§ What is expected:
Please reproduce, word for word, everything in the article on Haiti from "But the under-equipped" down to "chronic political instability.".

[[ Selected excerpt open ]]

'Bullets, fire and fear': Haiti is at war, its leader warns
Violence-ravaged Haiti is a nation "at war," its leader Laurent Saint-Cyr warned at the United Nations on Thursday, as he appealed for help from the international community to defeat gangs that have overrun the Caribbean country.
"Every day, innocent lives are snuffed out by bullets, fire and fear. Entire neighborhoods are disappearing, forcing more than a million people into internal exile and reducing to nothing memories, investments, and infrastructure," said Saint-Cyr, who heads the Haitian Transitional Presidential Council.
"Thousands of young people are condemned to despair, hundreds of girls and women subjected to rape will forever carry the physical and psychological scars of violence," he said in a speech to the UN's General Assembly.
He described how Haitian hospitals were being vandalized or set on fire, and how doctors were being forced to flee, with lives lost due to a lack of medical care.
"This is the face of Haiti today, a country at war, a contemporary Guernica, a human tragedy on America's doorstep -- just a four-hour flight from here," he said during his speech in French.
In an effort to curb the atrocities committed by gangs that took over nearly all of the capital Port-au-Prince, the UN Security Council in 2023 approved the Multinational Security Mission, led by Kenya.
But the under-equipped and underfunded force has deployed only 1,000 police officers and troops out of the 2,500 initially hoped for, and its results have been mixed.
Washington has responded by pushing to transform it into a gang suppression force of more than 5,500 personnel, consisting of both police and military forces.
Saint-Cyr has thrown his support behind the plan, and on Thursday he emphasized the risks of the Haitian crisis spreading.
"Haiti stands at the epicenter of an unprecedented regional threat. Powerful and heavily armed criminal networks are seeking to destabilize the country and dominate the economies of our entire shared space," he said.
Haiti, the poorest country in the Americas, has long suffered from criminal gang violence, with murders, rapes, looting, and kidnappings prevalent against a backdrop of chronic political instability.
The situation significantly worsened at the start of 2024, when the gangs drove then-prime minister Ariel Henry to resign.

[[ Selected excerpt closed ]]
[[ Dataset content open ]]

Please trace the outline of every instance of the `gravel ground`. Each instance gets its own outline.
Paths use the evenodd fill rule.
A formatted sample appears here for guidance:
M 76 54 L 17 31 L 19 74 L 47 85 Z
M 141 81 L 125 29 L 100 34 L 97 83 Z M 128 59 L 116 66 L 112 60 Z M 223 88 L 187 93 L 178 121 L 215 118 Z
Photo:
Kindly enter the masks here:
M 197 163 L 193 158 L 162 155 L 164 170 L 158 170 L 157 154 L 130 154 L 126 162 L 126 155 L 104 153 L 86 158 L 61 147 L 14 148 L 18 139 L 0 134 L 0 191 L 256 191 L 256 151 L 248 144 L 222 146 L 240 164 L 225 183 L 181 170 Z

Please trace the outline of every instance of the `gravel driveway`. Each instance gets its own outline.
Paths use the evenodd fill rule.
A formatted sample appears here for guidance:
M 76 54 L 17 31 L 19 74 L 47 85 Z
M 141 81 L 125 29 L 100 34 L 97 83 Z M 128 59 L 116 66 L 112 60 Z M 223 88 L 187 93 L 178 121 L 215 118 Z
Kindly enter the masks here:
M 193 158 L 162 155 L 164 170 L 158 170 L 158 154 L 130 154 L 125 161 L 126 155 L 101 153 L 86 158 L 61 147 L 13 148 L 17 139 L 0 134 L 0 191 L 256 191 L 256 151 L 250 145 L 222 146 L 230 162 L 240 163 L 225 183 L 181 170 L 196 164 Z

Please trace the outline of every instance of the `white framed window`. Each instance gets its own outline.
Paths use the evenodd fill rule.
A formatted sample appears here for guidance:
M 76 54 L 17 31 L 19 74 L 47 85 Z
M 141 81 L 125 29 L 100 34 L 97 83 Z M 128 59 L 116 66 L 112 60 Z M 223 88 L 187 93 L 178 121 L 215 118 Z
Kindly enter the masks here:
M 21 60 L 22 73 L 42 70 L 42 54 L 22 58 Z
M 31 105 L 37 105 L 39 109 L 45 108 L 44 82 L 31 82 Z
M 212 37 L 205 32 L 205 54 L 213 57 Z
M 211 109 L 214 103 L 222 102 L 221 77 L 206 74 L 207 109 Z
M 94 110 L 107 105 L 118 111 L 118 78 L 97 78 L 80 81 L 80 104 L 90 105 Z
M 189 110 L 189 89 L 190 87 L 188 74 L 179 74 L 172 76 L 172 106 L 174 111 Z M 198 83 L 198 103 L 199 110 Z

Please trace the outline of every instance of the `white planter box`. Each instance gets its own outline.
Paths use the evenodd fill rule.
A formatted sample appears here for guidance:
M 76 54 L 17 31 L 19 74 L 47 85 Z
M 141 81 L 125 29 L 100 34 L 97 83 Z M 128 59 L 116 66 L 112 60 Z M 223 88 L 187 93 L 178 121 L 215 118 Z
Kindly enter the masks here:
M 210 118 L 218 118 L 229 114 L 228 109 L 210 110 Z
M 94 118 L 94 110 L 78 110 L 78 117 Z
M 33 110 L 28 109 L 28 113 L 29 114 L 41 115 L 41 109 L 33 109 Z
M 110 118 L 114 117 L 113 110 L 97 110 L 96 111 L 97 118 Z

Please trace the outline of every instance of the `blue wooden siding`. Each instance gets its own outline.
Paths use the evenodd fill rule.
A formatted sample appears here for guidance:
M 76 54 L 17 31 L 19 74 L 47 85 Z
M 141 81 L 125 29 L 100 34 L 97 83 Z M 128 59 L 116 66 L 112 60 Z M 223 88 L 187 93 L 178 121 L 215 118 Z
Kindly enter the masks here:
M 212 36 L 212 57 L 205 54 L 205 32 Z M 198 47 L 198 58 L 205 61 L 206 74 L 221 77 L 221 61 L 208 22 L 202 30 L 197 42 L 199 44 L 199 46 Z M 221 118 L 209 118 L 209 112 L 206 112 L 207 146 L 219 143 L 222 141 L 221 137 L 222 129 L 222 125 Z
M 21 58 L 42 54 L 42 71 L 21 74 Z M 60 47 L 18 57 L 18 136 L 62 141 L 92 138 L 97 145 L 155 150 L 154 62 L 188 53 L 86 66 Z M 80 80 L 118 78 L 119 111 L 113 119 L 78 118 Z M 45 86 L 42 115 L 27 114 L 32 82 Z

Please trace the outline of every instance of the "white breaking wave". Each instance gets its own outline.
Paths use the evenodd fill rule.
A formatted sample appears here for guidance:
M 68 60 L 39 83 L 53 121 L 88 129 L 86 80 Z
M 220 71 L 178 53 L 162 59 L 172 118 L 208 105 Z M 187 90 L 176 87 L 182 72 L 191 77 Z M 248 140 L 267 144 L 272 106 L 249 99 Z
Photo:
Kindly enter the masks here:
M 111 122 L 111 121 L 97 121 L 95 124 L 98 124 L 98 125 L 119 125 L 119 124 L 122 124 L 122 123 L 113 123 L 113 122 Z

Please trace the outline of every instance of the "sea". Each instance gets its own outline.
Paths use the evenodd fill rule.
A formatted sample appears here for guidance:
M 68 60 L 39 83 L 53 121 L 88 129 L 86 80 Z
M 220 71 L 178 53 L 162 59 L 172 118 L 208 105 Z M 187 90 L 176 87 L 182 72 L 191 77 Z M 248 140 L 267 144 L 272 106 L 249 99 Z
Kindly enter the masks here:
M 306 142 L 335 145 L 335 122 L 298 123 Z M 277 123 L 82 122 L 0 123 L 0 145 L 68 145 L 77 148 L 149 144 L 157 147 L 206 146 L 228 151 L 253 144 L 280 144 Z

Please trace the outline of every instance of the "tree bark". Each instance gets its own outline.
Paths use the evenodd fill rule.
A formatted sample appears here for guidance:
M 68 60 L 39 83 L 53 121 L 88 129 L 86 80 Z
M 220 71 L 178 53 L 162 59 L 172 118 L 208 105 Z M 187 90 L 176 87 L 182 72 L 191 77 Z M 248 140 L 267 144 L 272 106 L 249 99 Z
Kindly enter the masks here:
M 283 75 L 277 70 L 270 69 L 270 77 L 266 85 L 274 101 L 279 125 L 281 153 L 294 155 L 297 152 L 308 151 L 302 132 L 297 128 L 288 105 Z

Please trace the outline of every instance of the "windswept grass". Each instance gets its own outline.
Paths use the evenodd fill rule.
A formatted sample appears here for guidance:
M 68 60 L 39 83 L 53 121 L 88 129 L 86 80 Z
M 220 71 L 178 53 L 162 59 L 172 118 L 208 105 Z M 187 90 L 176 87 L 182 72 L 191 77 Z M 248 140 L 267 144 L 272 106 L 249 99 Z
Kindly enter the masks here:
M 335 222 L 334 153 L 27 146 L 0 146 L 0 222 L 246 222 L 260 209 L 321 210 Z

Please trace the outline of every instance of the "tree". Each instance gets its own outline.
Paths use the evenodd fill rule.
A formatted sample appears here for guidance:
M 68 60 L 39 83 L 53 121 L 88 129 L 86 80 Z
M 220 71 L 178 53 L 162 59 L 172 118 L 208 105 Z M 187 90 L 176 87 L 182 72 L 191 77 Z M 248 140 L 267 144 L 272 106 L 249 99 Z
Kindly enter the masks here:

[[ Dataset content closed ]]

§ Answer box:
But the under-equipped and underfunded force has deployed only 1,000 police officers and troops out of the 2,500 initially hoped for, and its results have been mixed.
Washington has responded by pushing to transform it into a gang suppression force of more than 5,500 personnel, consisting of both police and military forces.
Saint-Cyr has thrown his support behind the plan, and on Thursday he emphasized the risks of the Haitian crisis spreading.
"Haiti stands at the epicenter of an unprecedented regional threat. Powerful and heavily armed criminal networks are seeking to destabilize the country and dominate the economies of our entire shared space," he said.
Haiti, the poorest country in the Americas, has long suffered from criminal gang violence, with murders, rapes, looting, and kidnappings prevalent against a backdrop of chronic political instability.